§ **Work to complete**:
• A. In the circular linked list text, which algorithm is used to store the mid and last pointers of the list?
• B. Reproduce word for word everything in the listing from the line containing "Mark one point on each instance of the knit" down to the end of the listing, including both ends.

§ **Reading text**:
Split the Circular Linked List into two halves in C/C++/Java/Python
In the case of an even number of elements in the linked list, we can easily split the list into two halves.
Store the mid and last pointers of the circular linked list using the tortoise and hare algorithm. Now, make the second half circular and the first half circular. Set the head (or start ) pointers of the two linked lists.
When there is an odd number of elements in a linked list, then we will have one more node in the first list then the second list.
In C++
#include <bits/stdc++.h>
using namespace std;
class Node
{
public:
int data;
Node *next;
};
void splitList(Node *head, Node **head1_ref,
Node **head2_ref)
{
Node *slow_ptr = head;
Node *fast_ptr = head;
if(head == NULL)
return;
/* If there are odd nodes in the circular list then
fast_ptr->next becomes head and for even nodes
fast_ptr->next->next becomes head */
while(fast_ptr->next != head &&
fast_ptr->next->next != head)
{
fast_ptr = fast_ptr->next->next;
slow_ptr = slow_ptr->next;
}
/* If there are even elements in list
then move fast_ptr */
if(fast_ptr->next->next == head)

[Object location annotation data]
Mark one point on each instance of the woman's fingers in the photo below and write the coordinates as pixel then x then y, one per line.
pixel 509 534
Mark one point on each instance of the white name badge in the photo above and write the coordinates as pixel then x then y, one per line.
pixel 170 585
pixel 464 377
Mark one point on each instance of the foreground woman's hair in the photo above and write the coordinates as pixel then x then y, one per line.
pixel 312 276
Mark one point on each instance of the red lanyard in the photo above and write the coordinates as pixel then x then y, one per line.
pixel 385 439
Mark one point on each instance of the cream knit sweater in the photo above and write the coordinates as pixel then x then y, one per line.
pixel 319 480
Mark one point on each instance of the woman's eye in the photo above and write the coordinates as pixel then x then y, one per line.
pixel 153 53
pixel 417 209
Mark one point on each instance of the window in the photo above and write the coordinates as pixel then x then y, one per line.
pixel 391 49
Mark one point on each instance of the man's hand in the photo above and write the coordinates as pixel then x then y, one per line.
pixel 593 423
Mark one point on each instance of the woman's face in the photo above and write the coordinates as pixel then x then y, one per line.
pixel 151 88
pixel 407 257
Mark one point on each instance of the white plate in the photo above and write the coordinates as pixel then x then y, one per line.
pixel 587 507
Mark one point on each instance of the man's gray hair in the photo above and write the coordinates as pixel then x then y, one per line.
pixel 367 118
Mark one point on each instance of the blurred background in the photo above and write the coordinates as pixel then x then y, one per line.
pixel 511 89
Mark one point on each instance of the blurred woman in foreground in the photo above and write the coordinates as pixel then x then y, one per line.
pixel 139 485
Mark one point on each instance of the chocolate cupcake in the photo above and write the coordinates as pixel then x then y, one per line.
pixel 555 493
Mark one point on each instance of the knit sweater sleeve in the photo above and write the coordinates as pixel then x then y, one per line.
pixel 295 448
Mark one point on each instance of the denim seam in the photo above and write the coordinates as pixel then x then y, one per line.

§ **Solutions to the exercise**:
• A. The tortoise and hare algorithm.

• B.
Mark one point on each instance of the knit sweater sleeve in the photo above and write the coordinates as pixel then x then y, one per line.
pixel 295 448
Mark one point on each instance of the denim seam in the photo above and write the coordinates as pixel then x then y, one per line.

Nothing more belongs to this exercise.